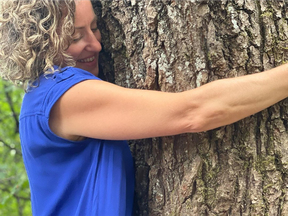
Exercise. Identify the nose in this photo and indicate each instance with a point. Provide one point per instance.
(93, 42)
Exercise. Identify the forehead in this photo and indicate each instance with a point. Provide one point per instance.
(84, 12)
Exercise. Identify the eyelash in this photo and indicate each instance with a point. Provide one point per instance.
(80, 37)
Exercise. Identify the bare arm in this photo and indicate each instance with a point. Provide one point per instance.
(102, 110)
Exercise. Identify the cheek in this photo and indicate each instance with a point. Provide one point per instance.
(74, 50)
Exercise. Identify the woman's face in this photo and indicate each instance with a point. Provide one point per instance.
(86, 45)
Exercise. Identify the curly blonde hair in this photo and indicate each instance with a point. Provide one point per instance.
(34, 35)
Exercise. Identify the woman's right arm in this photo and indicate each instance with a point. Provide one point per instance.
(102, 110)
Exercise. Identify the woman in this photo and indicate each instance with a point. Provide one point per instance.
(71, 122)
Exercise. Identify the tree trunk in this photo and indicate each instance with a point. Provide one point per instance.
(176, 45)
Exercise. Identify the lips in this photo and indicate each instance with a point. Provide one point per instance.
(87, 60)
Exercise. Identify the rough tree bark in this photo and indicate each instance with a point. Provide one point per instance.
(175, 45)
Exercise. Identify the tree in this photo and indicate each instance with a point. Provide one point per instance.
(175, 45)
(14, 187)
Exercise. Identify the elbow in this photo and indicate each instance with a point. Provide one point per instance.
(207, 120)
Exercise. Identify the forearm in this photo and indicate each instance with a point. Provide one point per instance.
(225, 101)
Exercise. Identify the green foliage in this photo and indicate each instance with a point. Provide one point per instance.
(14, 186)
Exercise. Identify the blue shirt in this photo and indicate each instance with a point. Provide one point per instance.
(69, 178)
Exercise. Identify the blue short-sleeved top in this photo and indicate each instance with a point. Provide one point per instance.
(69, 178)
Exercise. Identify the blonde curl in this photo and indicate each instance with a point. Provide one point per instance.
(34, 35)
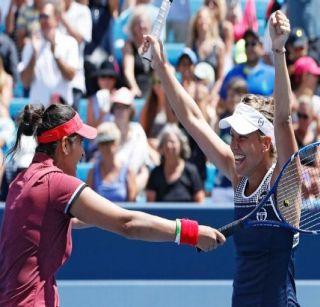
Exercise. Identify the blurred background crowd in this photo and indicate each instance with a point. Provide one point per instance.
(85, 53)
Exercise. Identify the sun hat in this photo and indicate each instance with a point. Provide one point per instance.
(107, 132)
(74, 125)
(246, 119)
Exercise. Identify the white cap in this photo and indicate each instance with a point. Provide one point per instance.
(246, 119)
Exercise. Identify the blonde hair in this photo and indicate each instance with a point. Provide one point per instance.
(139, 12)
(221, 11)
(3, 76)
(213, 29)
(264, 105)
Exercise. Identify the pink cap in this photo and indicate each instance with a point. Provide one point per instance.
(123, 95)
(74, 125)
(306, 64)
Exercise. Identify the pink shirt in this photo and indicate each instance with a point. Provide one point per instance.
(35, 239)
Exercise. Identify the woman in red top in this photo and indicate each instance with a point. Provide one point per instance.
(45, 200)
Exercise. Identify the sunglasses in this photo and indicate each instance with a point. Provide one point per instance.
(43, 16)
(303, 116)
(251, 44)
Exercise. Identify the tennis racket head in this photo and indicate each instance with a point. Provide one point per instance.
(298, 190)
(158, 25)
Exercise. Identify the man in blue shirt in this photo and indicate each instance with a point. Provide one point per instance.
(258, 75)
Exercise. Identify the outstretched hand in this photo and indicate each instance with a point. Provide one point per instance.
(209, 238)
(157, 53)
(279, 28)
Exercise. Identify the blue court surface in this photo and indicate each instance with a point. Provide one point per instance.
(164, 293)
(106, 270)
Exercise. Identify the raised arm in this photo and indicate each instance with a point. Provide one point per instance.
(92, 209)
(189, 113)
(279, 28)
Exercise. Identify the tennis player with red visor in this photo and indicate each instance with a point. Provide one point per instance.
(46, 200)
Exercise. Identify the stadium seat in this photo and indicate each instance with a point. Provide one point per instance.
(211, 172)
(83, 169)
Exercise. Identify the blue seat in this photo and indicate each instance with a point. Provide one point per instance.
(83, 169)
(211, 172)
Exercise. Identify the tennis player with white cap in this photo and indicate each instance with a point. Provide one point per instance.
(264, 273)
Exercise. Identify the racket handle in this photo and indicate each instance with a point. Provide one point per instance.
(229, 229)
(158, 25)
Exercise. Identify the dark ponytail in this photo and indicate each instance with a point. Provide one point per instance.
(34, 120)
(28, 122)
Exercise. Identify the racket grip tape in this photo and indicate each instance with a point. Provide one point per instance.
(229, 229)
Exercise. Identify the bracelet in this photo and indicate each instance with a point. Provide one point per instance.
(189, 232)
(279, 51)
(178, 231)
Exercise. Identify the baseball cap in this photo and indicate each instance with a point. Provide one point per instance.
(190, 54)
(246, 119)
(74, 125)
(306, 64)
(106, 69)
(123, 96)
(107, 132)
(297, 37)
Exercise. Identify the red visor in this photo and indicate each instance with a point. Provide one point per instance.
(74, 125)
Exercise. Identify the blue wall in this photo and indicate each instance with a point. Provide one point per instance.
(101, 255)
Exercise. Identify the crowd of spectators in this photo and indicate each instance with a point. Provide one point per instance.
(70, 51)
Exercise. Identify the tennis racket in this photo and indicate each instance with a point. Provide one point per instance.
(296, 195)
(158, 25)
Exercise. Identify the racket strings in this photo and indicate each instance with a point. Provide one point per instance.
(298, 193)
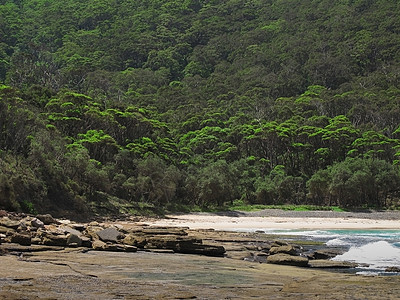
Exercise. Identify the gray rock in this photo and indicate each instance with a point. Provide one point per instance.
(47, 219)
(68, 229)
(54, 240)
(286, 259)
(288, 249)
(326, 253)
(6, 222)
(393, 269)
(22, 239)
(331, 264)
(6, 230)
(73, 240)
(37, 223)
(99, 245)
(109, 235)
(86, 242)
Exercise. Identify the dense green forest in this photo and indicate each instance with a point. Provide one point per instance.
(120, 105)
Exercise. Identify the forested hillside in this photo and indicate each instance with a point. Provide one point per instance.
(121, 105)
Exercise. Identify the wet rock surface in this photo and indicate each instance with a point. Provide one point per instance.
(59, 260)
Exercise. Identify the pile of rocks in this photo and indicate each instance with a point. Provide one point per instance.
(43, 232)
(22, 233)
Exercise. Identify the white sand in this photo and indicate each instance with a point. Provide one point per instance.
(195, 221)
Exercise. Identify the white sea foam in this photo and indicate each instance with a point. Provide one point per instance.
(377, 255)
(338, 242)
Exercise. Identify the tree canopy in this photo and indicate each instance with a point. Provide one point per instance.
(112, 106)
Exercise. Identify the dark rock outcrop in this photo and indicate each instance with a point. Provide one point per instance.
(286, 259)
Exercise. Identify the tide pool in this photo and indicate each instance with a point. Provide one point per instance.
(376, 249)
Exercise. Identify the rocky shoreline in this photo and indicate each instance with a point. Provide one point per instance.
(42, 239)
(21, 233)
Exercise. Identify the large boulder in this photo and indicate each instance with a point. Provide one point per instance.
(326, 253)
(286, 259)
(36, 223)
(288, 249)
(47, 219)
(54, 240)
(73, 240)
(6, 222)
(109, 235)
(102, 246)
(135, 240)
(331, 264)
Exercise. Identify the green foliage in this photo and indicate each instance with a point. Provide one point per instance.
(195, 104)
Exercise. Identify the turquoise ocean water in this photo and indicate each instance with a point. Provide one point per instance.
(379, 249)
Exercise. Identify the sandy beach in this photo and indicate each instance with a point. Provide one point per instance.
(278, 219)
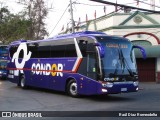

> [DIRECTIVE]: Return each line of the material that contains the string "blonde". Matching is case-sensitive.

> [RESPONSE FOR THIS EXERCISE]:
Exercise. Identify the curly blonde hair in this photo and indicate each instance with a point. Provide one point per instance.
Exercise. Identify the blonde curl in this photo and indicate each instance with a point. Provide one point per instance.
Exercise. Identify the blonde hair in this photo and indicate each instance with a point. Provide one point per instance.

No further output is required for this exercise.